GIVEN DATA →
══════════════════════════════
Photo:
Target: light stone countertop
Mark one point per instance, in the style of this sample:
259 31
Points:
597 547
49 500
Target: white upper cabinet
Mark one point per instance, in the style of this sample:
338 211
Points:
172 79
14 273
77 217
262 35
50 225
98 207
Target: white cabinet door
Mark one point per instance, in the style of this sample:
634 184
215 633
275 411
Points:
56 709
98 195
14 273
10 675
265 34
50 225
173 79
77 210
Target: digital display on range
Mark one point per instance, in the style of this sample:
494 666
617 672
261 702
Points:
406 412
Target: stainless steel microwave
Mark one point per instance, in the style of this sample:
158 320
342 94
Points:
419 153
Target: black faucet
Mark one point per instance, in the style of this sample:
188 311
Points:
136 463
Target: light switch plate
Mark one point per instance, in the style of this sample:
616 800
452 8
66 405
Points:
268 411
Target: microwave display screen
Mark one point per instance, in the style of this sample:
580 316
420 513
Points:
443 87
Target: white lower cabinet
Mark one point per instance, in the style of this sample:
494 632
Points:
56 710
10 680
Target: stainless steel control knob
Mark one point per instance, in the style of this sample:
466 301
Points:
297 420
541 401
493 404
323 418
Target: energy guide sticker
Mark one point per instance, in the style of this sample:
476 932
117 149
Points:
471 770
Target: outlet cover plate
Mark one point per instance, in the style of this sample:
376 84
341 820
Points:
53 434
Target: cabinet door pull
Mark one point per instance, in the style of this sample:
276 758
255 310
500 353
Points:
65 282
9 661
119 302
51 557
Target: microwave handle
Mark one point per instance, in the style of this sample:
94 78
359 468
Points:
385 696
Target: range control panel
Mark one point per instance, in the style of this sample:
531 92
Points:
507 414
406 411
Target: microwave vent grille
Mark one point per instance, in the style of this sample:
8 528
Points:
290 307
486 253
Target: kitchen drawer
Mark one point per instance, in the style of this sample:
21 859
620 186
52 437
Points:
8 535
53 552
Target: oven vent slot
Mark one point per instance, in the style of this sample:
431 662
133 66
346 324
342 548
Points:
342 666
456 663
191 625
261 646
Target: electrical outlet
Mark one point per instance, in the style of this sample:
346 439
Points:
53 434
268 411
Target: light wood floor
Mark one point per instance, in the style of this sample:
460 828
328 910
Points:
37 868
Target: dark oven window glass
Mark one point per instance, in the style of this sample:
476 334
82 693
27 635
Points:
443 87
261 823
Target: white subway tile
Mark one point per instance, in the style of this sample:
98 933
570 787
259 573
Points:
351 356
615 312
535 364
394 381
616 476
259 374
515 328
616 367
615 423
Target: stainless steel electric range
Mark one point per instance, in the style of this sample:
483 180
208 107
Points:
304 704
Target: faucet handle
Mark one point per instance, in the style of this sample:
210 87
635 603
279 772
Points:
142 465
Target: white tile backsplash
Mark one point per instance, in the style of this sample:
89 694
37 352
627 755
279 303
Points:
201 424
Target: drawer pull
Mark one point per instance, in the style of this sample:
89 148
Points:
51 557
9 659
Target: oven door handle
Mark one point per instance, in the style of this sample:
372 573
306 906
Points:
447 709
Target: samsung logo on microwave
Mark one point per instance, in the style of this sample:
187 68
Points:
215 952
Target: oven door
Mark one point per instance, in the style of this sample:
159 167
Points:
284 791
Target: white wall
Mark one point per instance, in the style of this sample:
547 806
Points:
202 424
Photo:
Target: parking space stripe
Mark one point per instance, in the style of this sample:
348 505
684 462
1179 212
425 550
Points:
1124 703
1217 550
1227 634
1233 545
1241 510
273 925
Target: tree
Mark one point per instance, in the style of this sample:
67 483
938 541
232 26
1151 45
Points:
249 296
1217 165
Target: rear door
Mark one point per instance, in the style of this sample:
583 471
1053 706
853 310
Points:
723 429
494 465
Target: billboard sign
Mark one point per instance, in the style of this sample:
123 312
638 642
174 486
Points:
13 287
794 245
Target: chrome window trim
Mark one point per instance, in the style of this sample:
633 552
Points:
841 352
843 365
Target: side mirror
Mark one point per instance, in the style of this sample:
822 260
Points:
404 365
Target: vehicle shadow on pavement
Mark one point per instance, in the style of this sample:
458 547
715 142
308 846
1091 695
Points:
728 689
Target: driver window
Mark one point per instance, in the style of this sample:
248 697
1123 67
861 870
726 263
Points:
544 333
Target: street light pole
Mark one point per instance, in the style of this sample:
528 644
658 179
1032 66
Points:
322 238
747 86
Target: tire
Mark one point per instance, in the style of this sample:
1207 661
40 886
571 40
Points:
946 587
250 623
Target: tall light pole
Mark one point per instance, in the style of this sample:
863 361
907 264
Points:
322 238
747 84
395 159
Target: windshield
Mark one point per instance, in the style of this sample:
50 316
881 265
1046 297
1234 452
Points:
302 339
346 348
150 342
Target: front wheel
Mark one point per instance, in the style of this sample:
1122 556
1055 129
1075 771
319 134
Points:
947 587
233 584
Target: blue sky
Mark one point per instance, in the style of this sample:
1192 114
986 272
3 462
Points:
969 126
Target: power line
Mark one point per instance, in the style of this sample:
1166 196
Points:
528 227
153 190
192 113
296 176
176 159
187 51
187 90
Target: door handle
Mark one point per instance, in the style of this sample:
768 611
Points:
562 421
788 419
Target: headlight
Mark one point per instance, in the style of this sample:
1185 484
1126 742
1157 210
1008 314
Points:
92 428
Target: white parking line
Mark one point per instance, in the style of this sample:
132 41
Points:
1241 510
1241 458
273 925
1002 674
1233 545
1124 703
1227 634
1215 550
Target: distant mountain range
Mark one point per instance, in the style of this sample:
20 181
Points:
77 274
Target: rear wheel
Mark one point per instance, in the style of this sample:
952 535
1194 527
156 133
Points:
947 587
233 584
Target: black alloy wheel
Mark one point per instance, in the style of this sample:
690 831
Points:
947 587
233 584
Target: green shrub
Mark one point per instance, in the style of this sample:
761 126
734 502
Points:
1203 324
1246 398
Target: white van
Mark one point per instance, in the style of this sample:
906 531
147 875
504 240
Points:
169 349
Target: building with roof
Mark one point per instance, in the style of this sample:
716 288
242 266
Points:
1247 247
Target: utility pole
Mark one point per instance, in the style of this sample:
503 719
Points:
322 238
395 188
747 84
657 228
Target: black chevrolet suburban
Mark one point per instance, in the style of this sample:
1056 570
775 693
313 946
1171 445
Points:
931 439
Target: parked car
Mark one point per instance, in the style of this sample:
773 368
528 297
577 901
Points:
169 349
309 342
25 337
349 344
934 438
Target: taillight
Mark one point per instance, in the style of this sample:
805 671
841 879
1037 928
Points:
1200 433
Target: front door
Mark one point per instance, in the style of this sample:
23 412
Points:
══════════════════════════════
STATED GOAL → Copy out all of the data exactly, leaving nothing out.

COMPLETE RESPONSE →
Photo:
Target: light stone countertop
Mark one point per instance, in the style of this sample:
259 31
Points:
597 547
49 500
Target: white upper cabinet
Mark one point per instance, in the style of this sample:
338 211
Points:
172 79
14 273
77 217
262 35
50 225
98 207
Target: white cabinet door
Mark one point per instance, in the style of this sample:
634 184
215 633
275 411
Points:
56 709
98 195
14 273
10 675
265 34
50 225
173 79
77 210
Target: digital display on range
Mark one point per instance, in the style of this sample:
494 666
617 672
261 702
Points:
406 412
Target: stainless steel microwave
Mark one point per instance, in the style of this sample:
158 320
342 94
Points:
419 153
Target: black faucet
Mark one point per instance, in the style of this sample:
188 311
Points:
136 463
Target: light switch plate
Mark one point per instance, in the style of this sample:
616 800
452 8
66 405
Points:
268 411
Target: microwave display screen
Mark one point per instance, in the style of this sample:
580 316
420 513
Points:
443 87
Target: white lower cabinet
Mark one point per instance, in the style of this sample:
494 632
Points:
56 710
10 680
Target: stainless steel control knob
Mark one point per instance, in the style of this sample:
466 301
Points:
297 420
541 401
493 404
323 418
Target: energy guide sticker
Mark one point per instance, in the style of this sample:
476 932
117 149
Points:
471 770
Target: outlet cover plate
Mark one point per instance, in the style of this sample:
376 84
341 820
Points:
53 434
Target: cabinet door pull
Mark one point per instance, in the style of this sample:
276 758
255 310
500 353
Points:
65 282
9 661
119 302
51 557
Target: microwave handle
Mark one point per instance, in the style of this sample:
94 78
359 468
Points:
385 696
Target: range control panel
Mark one point per instance, in the style of this sample:
531 92
Points:
507 414
406 411
Target: microwave vent grille
Mark one point per instance, in the style of this sample:
8 528
Points:
290 307
486 253
Target: kitchen drawer
Mark one point per instance, in the style of this sample:
21 859
620 186
52 437
Points:
8 535
53 552
Target: oven vent slot
Mark one point per instance, in the style of this sample:
431 662
133 66
346 324
342 548
Points:
342 666
456 663
191 625
261 646
Target: electrical outlet
Mark one point per instance, in the style of this sample:
346 439
Points:
53 434
268 411
Target: light wood floor
Mark one point per instance, in the style of this sample:
460 828
328 910
Points:
37 868
Target: dark oven window glass
Mark one point per instance, in the style of this sample:
476 334
82 693
27 635
Points:
443 87
261 823
Target: white subway tile
Mark one point per instance, in the style of this sample:
98 933
570 787
259 573
Points:
351 356
615 312
535 364
394 381
616 476
259 374
515 328
616 367
615 423
Target: stainless steel electric range
Mark one point per instance, in the style of this sample:
483 180
208 107
Points:
304 704
Target: faucet handle
Mark one point per instance, in the style of this sample:
210 87
635 603
279 772
Points:
142 465
Target: white tile backsplash
Mark one point per instance, in the style of this sample:
89 694
37 352
627 755
279 303
Points:
201 424
Target: drawer pull
Mark one point per instance, in the style of this sample:
89 148
Points:
51 557
9 659
Target: oven door handle
Mark one point per instance, in the style of this sample:
372 573
306 906
Points:
447 709
Target: samsung logo on microwave
Mark one point per instance, in the style of this sample:
187 68
Points:
215 952
Target: oven door
Mark one point per instance, in the style of this sample:
159 167
Points:
284 791
Target: white wall
Mark one point per instance, in the style of this sample:
547 806
Points:
202 424
Photo:
Target: parking space stripe
Mark one point per instance, in the style of this sample:
348 505
684 462
1179 212
425 550
Points:
1124 703
1217 550
1227 634
1233 545
1241 510
273 925
Target: tree
Mark one point per instance, in the style of this sample:
67 483
938 541
232 26
1151 45
Points:
249 296
1217 165
Target: rear door
Mark one point per instance, in the style of this sample:
583 471
1053 706
853 310
Points:
723 429
494 465
Target: billboard sign
Mark one point per instance, in the style of this sample:
123 312
638 642
174 486
Points:
13 287
794 245
Target: chrome window trim
Mark one point per instance, in the style of this sample:
633 552
Points:
841 352
843 365
Target: side mirror
Mark one point per instance, in the style of this sample:
822 260
Points:
404 365
Target: vehicle shadow on pavement
Mark one point per instance, in the style of this sample:
458 547
715 142
308 846
1091 695
Points:
728 689
Target: driver window
Mark one point per instance, in the style of this sample:
248 697
1123 67
861 870
726 263
Points:
544 333
Target: street light pole
Mark one point per instance, in the style of this sample:
528 644
658 179
1032 66
Points:
322 238
747 86
Target: tire
Mark one point per instance, in the style of this sample:
1207 661
40 886
571 40
Points:
946 587
250 623
Target: tall light pole
Mark one point per instance, in the style of this sample:
863 361
907 264
Points:
322 238
747 84
395 159
Target: windshield
Mark one point per instance, in the style of this sample:
50 316
881 265
1046 297
1234 452
Points:
302 339
346 348
150 342
Target: front wheel
Mark one point per instance, in the style of this sample:
1122 556
1055 129
1075 771
319 134
Points:
947 587
233 584
Target: blue sky
Mark one point per instance, in the style of this sample:
1192 114
986 272
3 462
Points:
969 126
Target: power line
Mark one point per instance, in the style of this sample:
1166 196
Points:
528 227
153 190
192 113
296 176
176 159
187 51
187 90
Target: door handle
Mark one point per instance, in the style of this sample:
768 611
Points:
562 421
788 419
Target: headlight
Mark one point per instance, in the style of this sample:
1185 484
1126 742
1157 210
1008 314
Points:
92 428
Target: white parking line
Mark one point per instance, in the style of this sample:
132 41
Points:
1241 510
1241 458
273 925
1002 674
1233 545
1124 703
1227 634
1215 550
Target: distant mountain range
Mark one point per instance, in the style of this sample:
20 181
Points:
77 274
Target: rear wheel
Mark one point per instance, in the style of this sample:
952 535
1194 527
156 133
Points:
947 587
233 584
Target: black alloy wheel
Mark one point per instance, in the style of this sample:
690 831
Points:
947 587
233 584
Target: green shrub
Mark one point per instance, in the style of this sample:
761 126
734 502
Points:
1203 324
1246 398
Target: white van
Mark one point per instance, in the style of this sample:
906 531
147 875
504 240
Points:
169 349
Target: building with roof
Mark one point per instance, in the style of this sample:
716 288
242 266
Points:
1247 247
Target: utility pole
Mark one point per instance, in the style of this sample:
503 719
Points:
322 238
395 188
747 84
657 228
Target: black chevrolet suburban
Mark one point per instance, in the style of this sample:
1056 570
775 693
313 946
1171 445
Points:
931 439
Target: parked car
Mark one point per instance, in the style of this sample:
773 368
528 297
577 901
Points:
169 349
309 342
25 337
349 344
934 438
Target: taillight
Mark one point per instance, in the style of this sample:
805 671
841 879
1037 928
Points:
1200 433
Target: front door
Mark one point per instance, in the style of this sample:
23 412
Points:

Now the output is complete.